* Set problem: Write out every item of the dataset excerpt below, word for word and line for line.

Dataset excerpt
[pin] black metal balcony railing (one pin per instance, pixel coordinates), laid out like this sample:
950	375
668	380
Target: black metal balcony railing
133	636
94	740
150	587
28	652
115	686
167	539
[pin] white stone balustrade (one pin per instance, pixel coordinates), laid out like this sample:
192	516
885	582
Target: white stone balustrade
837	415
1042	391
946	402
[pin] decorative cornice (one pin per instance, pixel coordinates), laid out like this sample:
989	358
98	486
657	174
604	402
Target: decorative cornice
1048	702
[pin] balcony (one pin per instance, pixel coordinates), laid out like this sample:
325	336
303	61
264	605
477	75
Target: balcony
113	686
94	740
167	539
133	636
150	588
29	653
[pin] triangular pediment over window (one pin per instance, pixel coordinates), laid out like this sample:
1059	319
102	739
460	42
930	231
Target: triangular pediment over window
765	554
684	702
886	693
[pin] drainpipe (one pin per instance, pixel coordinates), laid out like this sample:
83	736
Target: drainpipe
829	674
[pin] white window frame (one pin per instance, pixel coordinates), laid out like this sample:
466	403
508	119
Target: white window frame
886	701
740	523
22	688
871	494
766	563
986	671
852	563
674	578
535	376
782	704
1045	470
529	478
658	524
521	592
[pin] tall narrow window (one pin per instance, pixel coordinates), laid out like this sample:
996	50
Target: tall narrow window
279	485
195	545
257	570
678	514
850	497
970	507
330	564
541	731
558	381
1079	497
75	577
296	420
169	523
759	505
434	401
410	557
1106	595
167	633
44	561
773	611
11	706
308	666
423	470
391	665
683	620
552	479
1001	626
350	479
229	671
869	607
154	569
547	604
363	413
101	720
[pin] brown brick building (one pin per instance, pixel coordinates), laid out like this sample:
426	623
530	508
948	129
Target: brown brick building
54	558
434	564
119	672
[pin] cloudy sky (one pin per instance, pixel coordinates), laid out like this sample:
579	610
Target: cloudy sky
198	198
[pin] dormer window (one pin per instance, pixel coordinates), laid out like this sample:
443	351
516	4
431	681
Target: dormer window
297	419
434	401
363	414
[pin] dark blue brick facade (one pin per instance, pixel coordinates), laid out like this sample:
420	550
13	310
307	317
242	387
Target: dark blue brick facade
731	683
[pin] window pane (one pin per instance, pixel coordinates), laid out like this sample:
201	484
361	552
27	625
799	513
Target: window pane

* Correct output:
[pin] black metal balcony railing (one pin per instance, pixel coordinates), laid out like this sample:
950	375
668	380
Target: black metal balcony railing
133	636
94	740
150	587
28	652
115	686
167	539
[pin] white stone balustrade (one pin per instance, pixel coordinates), laid out like this sample:
192	516
885	582
Target: white stone balustrade
837	415
1042	391
946	402
[pin] decorative cornice (one pin per instance, pixel coordinates), laid out like this sample:
989	358
98	486
657	174
604	402
Target: decorative cornice
1048	702
[pin] balcony (one pin per instance, pixel coordinates), laid out like this sample:
325	336
303	61
264	605
477	75
Target: balcony
113	686
94	740
167	539
133	636
150	588
29	653
[pin] triangular pediment over window (one pin per instance, pixel coordinates), laid out like this sample:
1059	319
102	739
460	42
930	231
Target: triangular pediment over window
765	554
684	702
886	693
[pin] drainpipe (one pin per instance, pixel coordinates), laid out like this sample:
83	736
Target: drainpipe
829	674
[pin] white window frame (one pin per instance, pixel coordinates), laid out like this sample:
466	403
508	119
Target: white window frame
886	701
740	523
22	688
871	494
766	563
986	671
852	563
674	578
535	376
782	704
1045	470
529	478
658	524
521	592
[pin] tall narrow window (one pin per instance, pixel coordinates), laid out like this sample:
996	50
Target: tall narrow window
279	485
195	545
257	570
678	514
850	497
970	507
330	564
541	731
558	381
1079	497
75	577
296	420
169	523
759	505
434	401
410	557
1106	595
167	633
44	561
773	611
11	706
308	666
423	470
391	665
683	620
552	479
1001	626
350	479
229	671
869	607
154	569
547	604
363	413
101	720
[pin] brown brick building (one pin per instance, pixel coordinates), laid out like this sample:
426	623
530	508
948	129
Target: brown brick building
54	558
434	564
119	672
[pin] cloudy sky (one pin per instance, pixel coordinates), laid out like this sample:
579	610
Target: cloudy sky
198	198
[pin] dormer window (one pin per instance, pixel coordinates), laid out like this sample:
443	351
516	4
431	681
Target: dormer window
297	419
434	401
363	414
[pin] dark blue brick facade (one pin per instance, pixel coordinates), laid out like this sample:
420	550
13	310
307	317
242	387
Target: dark blue brick facade
731	683
[pin] window pane (one pin per instance, pixel coordinates), laid out like this sample:
201	484
361	552
27	625
799	513
Target: window pane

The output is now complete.